(Extracted records)
***
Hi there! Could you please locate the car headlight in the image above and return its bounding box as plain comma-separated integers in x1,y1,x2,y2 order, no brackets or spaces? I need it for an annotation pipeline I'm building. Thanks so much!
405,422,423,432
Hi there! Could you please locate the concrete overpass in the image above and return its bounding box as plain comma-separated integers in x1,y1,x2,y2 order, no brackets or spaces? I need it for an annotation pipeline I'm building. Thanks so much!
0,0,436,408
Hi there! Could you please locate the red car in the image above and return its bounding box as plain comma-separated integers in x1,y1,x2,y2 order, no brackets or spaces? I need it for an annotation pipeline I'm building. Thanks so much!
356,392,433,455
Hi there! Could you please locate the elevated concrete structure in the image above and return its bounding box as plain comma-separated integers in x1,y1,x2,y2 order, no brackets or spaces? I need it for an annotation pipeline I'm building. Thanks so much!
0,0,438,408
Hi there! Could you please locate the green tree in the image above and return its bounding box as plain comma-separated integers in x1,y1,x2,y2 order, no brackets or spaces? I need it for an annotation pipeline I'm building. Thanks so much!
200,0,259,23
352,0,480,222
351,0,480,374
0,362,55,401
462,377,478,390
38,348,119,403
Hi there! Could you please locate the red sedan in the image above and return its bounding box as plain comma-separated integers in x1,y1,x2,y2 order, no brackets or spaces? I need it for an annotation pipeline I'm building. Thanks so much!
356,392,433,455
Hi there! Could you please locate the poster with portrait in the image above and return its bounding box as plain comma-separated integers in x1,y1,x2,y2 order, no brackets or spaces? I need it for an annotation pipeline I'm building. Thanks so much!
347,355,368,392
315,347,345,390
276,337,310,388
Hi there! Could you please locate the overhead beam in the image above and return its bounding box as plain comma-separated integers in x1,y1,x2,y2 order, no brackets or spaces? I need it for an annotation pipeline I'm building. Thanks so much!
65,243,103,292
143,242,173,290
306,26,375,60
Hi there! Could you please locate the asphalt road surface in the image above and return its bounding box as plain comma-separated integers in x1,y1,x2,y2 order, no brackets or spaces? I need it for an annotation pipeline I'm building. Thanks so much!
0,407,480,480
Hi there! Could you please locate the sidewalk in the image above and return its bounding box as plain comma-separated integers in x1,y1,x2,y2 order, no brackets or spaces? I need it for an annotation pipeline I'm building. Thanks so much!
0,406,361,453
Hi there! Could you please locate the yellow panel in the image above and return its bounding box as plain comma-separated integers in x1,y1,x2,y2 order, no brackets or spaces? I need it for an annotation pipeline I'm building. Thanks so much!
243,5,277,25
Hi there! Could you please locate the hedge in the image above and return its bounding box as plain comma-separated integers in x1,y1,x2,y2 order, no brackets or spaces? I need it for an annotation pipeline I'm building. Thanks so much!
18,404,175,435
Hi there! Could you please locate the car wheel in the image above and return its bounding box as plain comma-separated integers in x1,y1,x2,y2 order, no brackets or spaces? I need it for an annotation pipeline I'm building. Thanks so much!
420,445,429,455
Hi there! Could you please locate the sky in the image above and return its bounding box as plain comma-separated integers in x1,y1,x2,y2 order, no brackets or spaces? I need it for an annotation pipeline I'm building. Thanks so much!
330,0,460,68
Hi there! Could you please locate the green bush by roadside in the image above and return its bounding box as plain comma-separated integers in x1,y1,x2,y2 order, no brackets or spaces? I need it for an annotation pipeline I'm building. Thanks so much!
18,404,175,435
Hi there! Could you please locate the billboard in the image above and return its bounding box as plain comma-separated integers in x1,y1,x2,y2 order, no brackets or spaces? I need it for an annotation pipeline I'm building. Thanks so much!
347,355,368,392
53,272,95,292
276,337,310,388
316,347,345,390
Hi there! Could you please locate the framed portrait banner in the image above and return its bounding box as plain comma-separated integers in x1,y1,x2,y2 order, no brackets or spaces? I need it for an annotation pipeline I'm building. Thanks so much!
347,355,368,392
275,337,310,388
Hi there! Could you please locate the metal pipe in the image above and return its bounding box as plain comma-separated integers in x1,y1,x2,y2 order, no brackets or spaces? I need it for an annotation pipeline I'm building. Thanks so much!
***
The request: Repeat all of the records above word for word, keeping every line unchanged.

Solved exercise:
Hi there! Could you please locate the car headlight in the image above and return its bounding box as plain comma-separated integers in x1,y1,x2,y2 order, no brackets or spaces? I need it for an annotation pipeline I'm building. Thanks so much!
405,422,423,432
Hi there! Could you please locate the concrete overpass in the image above and return its bounding box as plain comma-separated integers in x1,y1,x2,y2 order, no brackets or spaces? I need it for an annotation pipeline I'm building. Thanks so much!
0,0,436,408
Hi there! Could you please locate the red car in the image above and return its bounding box as plain comma-separated integers in x1,y1,x2,y2 order, no brackets or spaces? I need it for an annotation pipeline I'm building. Thanks so much!
356,392,433,455
Hi there! Could you please locate the elevated concrete structure in the image above and return its bounding box as plain comma-separated integers in x1,y1,x2,y2 order, no brackets or spaces? I need it for an annotation pipeline I'm building. Thanks so much!
0,0,438,408
Hi there! Could you please locate the green tree in the image above and return its bounding box as plain comma-separated integers in x1,y1,x2,y2 order, no brackets or spaces? I need it for an annotation pipeline I'm building. Thanks so much!
200,0,259,23
352,0,480,222
351,0,480,374
0,362,55,401
462,377,478,390
38,348,119,403
Hi there! Could you please locate the red sedan in the image above and return its bounding box as plain comma-separated integers in x1,y1,x2,y2 order, no brackets or spaces? I need it for an annotation pipeline I'm building. Thanks so much!
356,392,433,455
Hi there! Could you please locate the poster with portrait in the image above and return its bounding box as plain comma-separated integers in x1,y1,x2,y2 order, no brackets or spaces? I need it for an annotation pipeline I'm building. Thanks so much!
347,355,368,392
315,347,345,390
276,337,310,388
Hi there! Could you please locate the overhead beam in the image above and return its bounding box as plain comma-separated integers in x1,y1,x2,y2 order, no brackets or spaces? I need it for an annotation pipeline I'm building. Thanks so much!
65,243,103,292
143,242,173,290
306,26,375,60
Hi there! Could you please locate the asphalt road surface in the image above and return its bounding box as plain comma-separated integers in x1,y1,x2,y2 order, no brackets or spaces? I need it for an annotation pipeline I'm building. Thanks so much!
0,407,480,480
Hi there! Could you please locate the sidewalk in the image above and return its bounding box as plain comma-separated integers in x1,y1,x2,y2 order, no brackets or spaces? I need it for an annotation pipeline I'm building. Thanks so much!
0,406,361,453
Hi there! Could you please locate the yellow panel in the image above and return its bounding box as plain comma-separated integers in x1,y1,x2,y2 order, no brackets or spaces? I need it for an annotation pipeline I'm building. Thanks so much!
243,5,277,25
Hi there! Could you please locate the hedge in the image above and return its bounding box as plain comma-separated integers in x1,y1,x2,y2 order, no brackets or spaces? I need it for an annotation pipeline I'm building. Thanks so much!
18,404,175,435
Hi there! Could you please locate the car wheel in the image above and return its bounding box as plain comma-separated integers in x1,y1,x2,y2 order, no brackets or spaces? I need it for an annotation pipeline I'm building. Thanks so much!
420,445,429,455
Hi there! Could you please locate the sky in the image above and return its bounding box as plain comma-separated integers in x1,y1,x2,y2 order, no brackets or spaces? I need it for an annotation pipeline I'm building. Thanks so much!
330,0,460,68
Hi there! Could you please locate the green bush by roadside in the image above and return its bounding box as plain comma-separated integers in x1,y1,x2,y2 order, no brackets or spaces? I need it for an annotation pipeline I'm building. Thanks so much!
18,404,175,435
Hi there! Could you please locate the billboard in the image above and return its bounding box as plain comma-separated integers in x1,y1,x2,y2 order, no brackets or spaces? I need it for an annotation pipeline I'm building. Thanks so much!
347,355,368,392
53,272,95,292
276,337,310,388
316,347,345,390
Hi there! Could you please locate the framed portrait banner in the image above and return its bounding box as plain comma-separated integers in x1,y1,x2,y2 order, no brackets or spaces? I need it for an annotation pipeline I'm building. Thanks so much!
347,355,368,392
275,337,310,388
Hi there! Could you please locate the metal pipe in the image above and return its bounding box as plain comma-separated integers in x1,y1,x2,y2 order, no brackets or spaces? I need it for an annotation pipeline I'm building. Thanks so much!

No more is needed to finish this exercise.